Studio album by Brooke Fraser
- Released: 18 November 2014
- Genre: Pop
- Length: 37:05
- Label: Vagrant
- Producer: Brooke Fraser David Kosten; Dan Wilson (Track 8);

Brooke Fraser chronology
| Flags (2010) | Brutal Romantic (2014) | A Sides (2016) |

Singles from Brutal Romantic
- "Kings & Queens" Released: 23 September 2014;

= Brutal Romantic =

Brutal Romantic is the fourth studio album by New Zealand singer-songwriter Brooke Fraser, and the last to be released under her maiden name to date. It was released on 18 November 2014 in Australia, New Zealand, North America and Asia, and in Spring 2015 in Europe. It was produced by Fraser and David Kosten. It was recorded at Kosten's West London studio, and the orchestral parts were recorded at the legendary Abbey Road Studios.

The album's first track "Psychosocial" was released 13 August 2014 as a taster track ahead of the album's first single "Kings & Queens", which was sent to radio 23 September 2014.

CHALLENGE 1: Please gather every line of the records below that contains the string "tree". Case counts, so match only that exact capitalization.

RECORDS TO PROCESS:
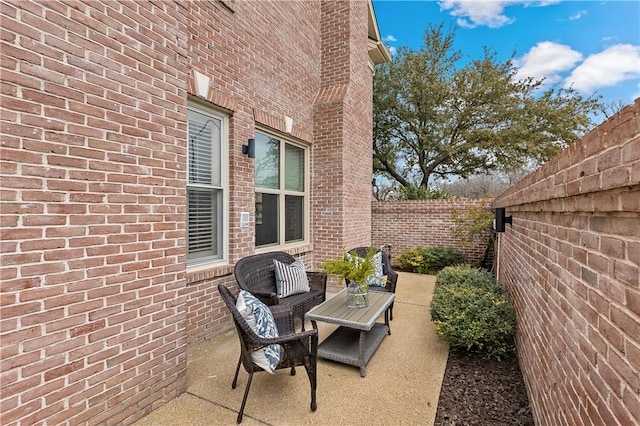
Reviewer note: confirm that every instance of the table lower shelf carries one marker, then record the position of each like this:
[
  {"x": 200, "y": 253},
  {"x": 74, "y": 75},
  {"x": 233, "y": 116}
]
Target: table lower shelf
[{"x": 348, "y": 346}]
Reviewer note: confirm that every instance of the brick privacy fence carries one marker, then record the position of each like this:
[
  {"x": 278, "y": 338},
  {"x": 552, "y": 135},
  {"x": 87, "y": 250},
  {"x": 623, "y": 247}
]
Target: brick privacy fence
[
  {"x": 571, "y": 263},
  {"x": 421, "y": 223},
  {"x": 97, "y": 305}
]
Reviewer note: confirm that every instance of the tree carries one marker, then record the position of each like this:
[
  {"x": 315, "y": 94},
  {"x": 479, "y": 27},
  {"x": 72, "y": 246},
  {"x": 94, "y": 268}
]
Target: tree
[{"x": 434, "y": 120}]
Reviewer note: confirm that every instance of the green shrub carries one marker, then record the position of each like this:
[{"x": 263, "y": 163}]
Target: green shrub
[
  {"x": 428, "y": 260},
  {"x": 472, "y": 312}
]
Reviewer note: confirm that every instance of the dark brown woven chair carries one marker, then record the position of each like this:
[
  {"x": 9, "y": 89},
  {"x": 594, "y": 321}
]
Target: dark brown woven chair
[
  {"x": 298, "y": 349},
  {"x": 392, "y": 276},
  {"x": 256, "y": 275}
]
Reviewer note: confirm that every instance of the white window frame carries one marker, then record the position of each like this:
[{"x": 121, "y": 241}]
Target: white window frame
[
  {"x": 282, "y": 193},
  {"x": 223, "y": 222}
]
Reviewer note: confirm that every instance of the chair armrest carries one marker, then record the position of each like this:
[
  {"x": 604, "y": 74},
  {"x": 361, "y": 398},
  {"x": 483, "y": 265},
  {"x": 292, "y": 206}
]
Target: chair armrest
[
  {"x": 269, "y": 298},
  {"x": 302, "y": 335},
  {"x": 317, "y": 281},
  {"x": 283, "y": 316}
]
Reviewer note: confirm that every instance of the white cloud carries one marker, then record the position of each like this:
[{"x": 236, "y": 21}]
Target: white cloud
[
  {"x": 607, "y": 68},
  {"x": 473, "y": 13},
  {"x": 547, "y": 60},
  {"x": 578, "y": 15}
]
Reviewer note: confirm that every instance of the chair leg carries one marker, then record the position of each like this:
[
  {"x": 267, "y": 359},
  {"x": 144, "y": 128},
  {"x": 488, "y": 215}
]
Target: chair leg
[
  {"x": 310, "y": 366},
  {"x": 244, "y": 399},
  {"x": 235, "y": 378}
]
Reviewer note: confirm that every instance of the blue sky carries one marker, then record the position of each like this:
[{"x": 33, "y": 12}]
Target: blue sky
[{"x": 592, "y": 45}]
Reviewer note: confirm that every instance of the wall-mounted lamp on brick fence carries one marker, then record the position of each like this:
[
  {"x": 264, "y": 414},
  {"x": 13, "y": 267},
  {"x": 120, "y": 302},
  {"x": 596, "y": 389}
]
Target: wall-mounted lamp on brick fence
[
  {"x": 501, "y": 220},
  {"x": 250, "y": 148}
]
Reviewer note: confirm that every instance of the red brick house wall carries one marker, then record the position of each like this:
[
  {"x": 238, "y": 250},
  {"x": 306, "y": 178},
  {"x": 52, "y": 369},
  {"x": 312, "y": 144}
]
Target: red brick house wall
[
  {"x": 571, "y": 263},
  {"x": 97, "y": 304},
  {"x": 93, "y": 317},
  {"x": 422, "y": 223}
]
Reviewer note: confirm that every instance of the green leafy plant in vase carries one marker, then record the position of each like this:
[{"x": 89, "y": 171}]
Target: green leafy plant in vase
[{"x": 354, "y": 270}]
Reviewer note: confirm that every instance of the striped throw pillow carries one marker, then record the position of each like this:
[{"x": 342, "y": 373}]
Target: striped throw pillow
[{"x": 290, "y": 279}]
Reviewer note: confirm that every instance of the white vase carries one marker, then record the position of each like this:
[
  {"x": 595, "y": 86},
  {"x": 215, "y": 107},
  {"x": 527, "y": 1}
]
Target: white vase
[{"x": 357, "y": 295}]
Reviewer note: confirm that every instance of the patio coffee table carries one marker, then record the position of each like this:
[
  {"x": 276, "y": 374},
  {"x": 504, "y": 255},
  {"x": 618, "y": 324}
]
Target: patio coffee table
[{"x": 359, "y": 335}]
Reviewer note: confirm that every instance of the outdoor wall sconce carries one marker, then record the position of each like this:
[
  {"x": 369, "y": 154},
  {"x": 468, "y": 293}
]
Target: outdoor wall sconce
[
  {"x": 250, "y": 148},
  {"x": 501, "y": 220}
]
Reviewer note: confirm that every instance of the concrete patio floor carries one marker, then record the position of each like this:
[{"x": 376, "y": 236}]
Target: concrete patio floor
[{"x": 401, "y": 387}]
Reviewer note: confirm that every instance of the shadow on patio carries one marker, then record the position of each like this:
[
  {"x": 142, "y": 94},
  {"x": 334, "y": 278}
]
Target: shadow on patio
[{"x": 402, "y": 385}]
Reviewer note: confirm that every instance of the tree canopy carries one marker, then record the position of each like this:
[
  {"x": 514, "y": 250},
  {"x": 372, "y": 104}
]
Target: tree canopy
[{"x": 435, "y": 119}]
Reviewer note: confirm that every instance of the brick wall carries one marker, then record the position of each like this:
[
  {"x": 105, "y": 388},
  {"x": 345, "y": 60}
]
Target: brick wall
[
  {"x": 571, "y": 263},
  {"x": 343, "y": 112},
  {"x": 421, "y": 223},
  {"x": 93, "y": 322}
]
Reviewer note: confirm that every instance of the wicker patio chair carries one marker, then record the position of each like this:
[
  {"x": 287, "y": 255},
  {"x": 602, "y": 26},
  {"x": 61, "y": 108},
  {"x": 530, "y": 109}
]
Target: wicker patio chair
[
  {"x": 392, "y": 276},
  {"x": 298, "y": 349},
  {"x": 256, "y": 275}
]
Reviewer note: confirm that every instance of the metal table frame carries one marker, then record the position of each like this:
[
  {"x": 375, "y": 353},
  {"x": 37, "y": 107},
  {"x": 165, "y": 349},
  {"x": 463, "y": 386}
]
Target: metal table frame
[{"x": 359, "y": 335}]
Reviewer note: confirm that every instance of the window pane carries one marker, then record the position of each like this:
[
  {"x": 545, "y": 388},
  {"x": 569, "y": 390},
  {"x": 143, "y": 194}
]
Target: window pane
[
  {"x": 266, "y": 219},
  {"x": 202, "y": 222},
  {"x": 293, "y": 168},
  {"x": 294, "y": 214},
  {"x": 267, "y": 162},
  {"x": 204, "y": 135}
]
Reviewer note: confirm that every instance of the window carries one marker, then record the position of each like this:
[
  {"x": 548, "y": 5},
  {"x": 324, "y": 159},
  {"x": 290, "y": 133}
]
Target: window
[
  {"x": 281, "y": 191},
  {"x": 206, "y": 182}
]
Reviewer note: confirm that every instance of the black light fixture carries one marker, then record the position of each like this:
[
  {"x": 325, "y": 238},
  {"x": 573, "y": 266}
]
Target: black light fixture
[
  {"x": 502, "y": 219},
  {"x": 250, "y": 148}
]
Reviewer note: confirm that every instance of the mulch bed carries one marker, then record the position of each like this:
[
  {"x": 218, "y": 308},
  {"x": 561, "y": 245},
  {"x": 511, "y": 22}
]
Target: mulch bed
[{"x": 483, "y": 392}]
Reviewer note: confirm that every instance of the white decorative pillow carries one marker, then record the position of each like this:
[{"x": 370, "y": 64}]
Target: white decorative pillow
[
  {"x": 290, "y": 279},
  {"x": 260, "y": 319},
  {"x": 377, "y": 279}
]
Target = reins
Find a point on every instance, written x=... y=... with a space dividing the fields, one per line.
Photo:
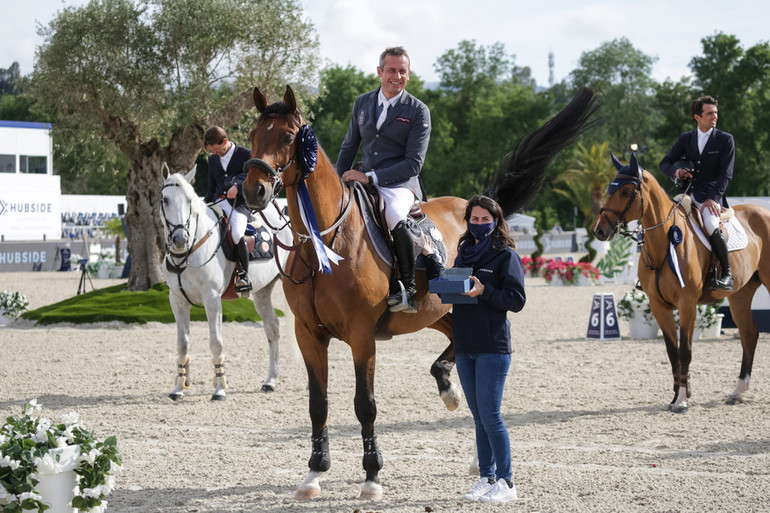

CHALLENGE 2: Reproduce word for word the part of the Brutal Romantic article from "Brutal Romantic is" to "Abbey Road Studios.".

TASK SOLUTION 1:
Reviewer note: confirm that every instance of the tree carries one marker, then record the position of each like this:
Target: tree
Reviewer note: confirm that every instance of the tree canopy carries one marker, then record the position of each like this:
Target: tree canopy

TASK SOLUTION 2:
Brutal Romantic is the fourth studio album by New Zealand singer-songwriter Brooke Fraser, and the last to be released under her maiden name to date. It was released on 18 November 2014 in Australia, New Zealand, North America and Asia, and in Spring 2015 in Europe. It was produced by Fraser and David Kosten. It was recorded at Kosten's West London studio, and the orchestral parts were recorded at the legendary Abbey Road Studios.